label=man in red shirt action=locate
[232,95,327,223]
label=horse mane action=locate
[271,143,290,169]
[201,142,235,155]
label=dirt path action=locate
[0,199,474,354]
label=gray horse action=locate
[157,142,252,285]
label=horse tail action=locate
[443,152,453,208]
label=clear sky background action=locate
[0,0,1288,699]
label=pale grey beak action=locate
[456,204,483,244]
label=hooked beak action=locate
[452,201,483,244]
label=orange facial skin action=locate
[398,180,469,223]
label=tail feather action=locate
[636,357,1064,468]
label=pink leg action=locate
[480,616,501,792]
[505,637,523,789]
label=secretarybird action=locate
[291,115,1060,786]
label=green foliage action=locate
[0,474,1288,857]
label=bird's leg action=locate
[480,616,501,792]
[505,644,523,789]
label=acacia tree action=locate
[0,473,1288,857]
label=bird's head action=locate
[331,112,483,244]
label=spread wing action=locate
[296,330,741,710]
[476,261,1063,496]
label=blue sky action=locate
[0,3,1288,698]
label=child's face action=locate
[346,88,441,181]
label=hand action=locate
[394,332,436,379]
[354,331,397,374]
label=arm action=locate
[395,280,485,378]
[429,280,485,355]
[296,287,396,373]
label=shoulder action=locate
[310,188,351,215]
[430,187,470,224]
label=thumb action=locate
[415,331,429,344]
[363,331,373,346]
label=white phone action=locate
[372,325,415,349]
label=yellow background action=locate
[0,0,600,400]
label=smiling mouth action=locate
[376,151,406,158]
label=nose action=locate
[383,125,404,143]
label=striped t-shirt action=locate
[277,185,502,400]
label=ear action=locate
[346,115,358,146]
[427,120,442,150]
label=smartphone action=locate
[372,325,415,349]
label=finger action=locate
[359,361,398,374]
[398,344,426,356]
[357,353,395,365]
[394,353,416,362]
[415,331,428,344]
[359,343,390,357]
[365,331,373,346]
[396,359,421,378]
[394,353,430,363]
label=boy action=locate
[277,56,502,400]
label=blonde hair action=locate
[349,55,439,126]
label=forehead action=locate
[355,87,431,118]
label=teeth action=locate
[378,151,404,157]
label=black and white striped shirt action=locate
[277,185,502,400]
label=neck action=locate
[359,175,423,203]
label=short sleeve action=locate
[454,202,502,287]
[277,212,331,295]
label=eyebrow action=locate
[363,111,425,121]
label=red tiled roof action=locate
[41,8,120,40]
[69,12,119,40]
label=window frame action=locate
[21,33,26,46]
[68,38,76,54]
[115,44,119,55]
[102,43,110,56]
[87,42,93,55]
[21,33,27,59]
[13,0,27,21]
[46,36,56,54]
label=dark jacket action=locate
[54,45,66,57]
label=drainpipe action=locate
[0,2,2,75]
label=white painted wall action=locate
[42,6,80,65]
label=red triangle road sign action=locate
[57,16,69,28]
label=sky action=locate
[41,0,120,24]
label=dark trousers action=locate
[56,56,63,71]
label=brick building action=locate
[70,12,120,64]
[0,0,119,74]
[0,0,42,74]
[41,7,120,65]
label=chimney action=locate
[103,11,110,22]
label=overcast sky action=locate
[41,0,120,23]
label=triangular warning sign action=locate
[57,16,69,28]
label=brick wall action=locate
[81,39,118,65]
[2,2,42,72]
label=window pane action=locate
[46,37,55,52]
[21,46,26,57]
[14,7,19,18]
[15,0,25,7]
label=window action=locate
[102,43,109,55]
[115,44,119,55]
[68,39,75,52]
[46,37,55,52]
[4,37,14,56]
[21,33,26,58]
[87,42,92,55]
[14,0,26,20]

— Goal of the exercise —
Could you put every entry above into a numbered list, leaving out any blank lines?

— Written response —
1. label=man in red shirt action=locate
2. [232,95,327,223]
3. label=horse mane action=locate
4. [271,143,290,169]
5. [201,142,235,155]
6. label=dirt path action=locate
7. [0,199,474,354]
8. label=gray horse action=locate
9. [157,142,252,285]
10. label=horse tail action=locate
11. [443,152,453,208]
12. label=clear sky background action=locate
13. [0,0,1288,699]
14. label=pale grey beak action=locate
15. [456,204,483,244]
16. label=hooked beak action=locate
17. [452,201,483,244]
18. label=orange facial skin action=locate
19. [398,180,469,223]
20. label=tail feather action=locate
21. [636,357,1064,468]
22. label=pink leg action=locate
23. [480,616,501,792]
24. [505,637,523,789]
25. label=secretarybird action=locate
26. [291,115,1060,786]
27. label=green foliage action=locate
28. [0,474,1288,857]
29. label=bird's leg action=locate
30. [480,616,501,792]
31. [505,644,523,789]
32. label=acacia tree action=locate
33. [0,473,1288,857]
34. label=bird's head action=locate
35. [331,112,483,244]
36. label=spread wing action=locate
37. [296,330,741,710]
38. [476,261,1063,496]
39. label=blue sky action=locate
40. [0,3,1288,698]
41. label=child's face action=locate
42. [346,88,441,181]
43. label=hand action=locate
44. [394,332,436,379]
45. [354,331,397,374]
46. label=arm action=locate
47. [395,280,485,378]
48. [429,280,485,355]
49. [296,287,396,373]
50. label=shoulder action=locate
51. [310,188,351,215]
52. [430,187,470,224]
53. label=thumb action=locate
54. [415,331,429,344]
55. [363,331,373,346]
56. label=white phone action=locate
57. [372,325,415,349]
58. label=yellow background action=locate
59. [0,0,600,400]
60. label=smiling mouth action=locate
61. [376,151,406,158]
62. label=nose action=locate
63. [383,125,404,143]
64. label=striped t-shirt action=locate
65. [277,185,502,400]
66. label=ear action=locate
67. [346,115,358,146]
68. [427,120,442,150]
69. label=smartphone action=locate
70. [372,325,415,349]
71. label=finger action=locate
72. [359,361,398,374]
73. [398,344,426,356]
74. [357,353,395,365]
75. [394,353,416,362]
76. [415,331,428,344]
77. [359,343,390,357]
78. [365,331,373,346]
79. [396,359,421,378]
80. [394,353,430,363]
81. label=boy action=locate
82. [277,56,502,400]
83. label=blonde hair action=locate
84. [349,55,439,126]
85. label=forehead action=locate
86. [355,87,431,118]
87. label=teeth action=locate
88. [378,151,404,157]
89. label=black and white striped shirt action=locate
90. [277,185,502,400]
91. label=neck action=locate
92. [359,175,423,203]
93. label=short sleeve action=locate
94. [454,202,502,287]
95. [277,212,331,295]
96. label=eyebrow action=locate
97. [363,111,425,121]
98. label=red tiled roof action=locate
99. [41,8,120,40]
100. [69,12,119,40]
101. label=window frame action=locate
102. [21,33,26,46]
103. [68,38,76,54]
104. [115,44,119,55]
105. [102,43,110,56]
106. [87,42,93,55]
107. [21,33,27,59]
108. [13,0,27,21]
109. [46,36,56,54]
110. label=dark jacket action=locate
111. [54,45,66,57]
112. label=drainpipe action=locate
113. [0,2,2,75]
114. label=white painted wall action=locate
115. [42,6,80,65]
116. label=red triangle road sign action=locate
117. [57,16,69,28]
118. label=sky action=locate
119. [41,0,120,24]
120. label=dark trousers action=locate
121. [56,56,63,71]
122. label=brick building action=locate
123. [70,12,120,64]
124. [0,0,119,74]
125. [0,0,42,74]
126. [41,7,120,65]
127. label=chimney action=locate
128. [103,11,110,22]
129. label=overcast sky action=locate
130. [41,0,120,23]
131. label=triangular warning sign action=locate
132. [57,16,69,28]
133. label=brick wall action=locate
134. [81,39,118,65]
135. [2,2,42,72]
136. label=window pane action=locate
137. [46,37,55,52]
138. [21,46,26,57]
139. [14,7,19,18]
140. [15,0,25,7]
141. label=window action=locate
142. [102,43,109,55]
143. [115,44,119,55]
144. [68,39,75,52]
145. [46,37,55,52]
146. [4,37,14,56]
147. [21,33,26,58]
148. [87,42,92,55]
149. [14,0,26,20]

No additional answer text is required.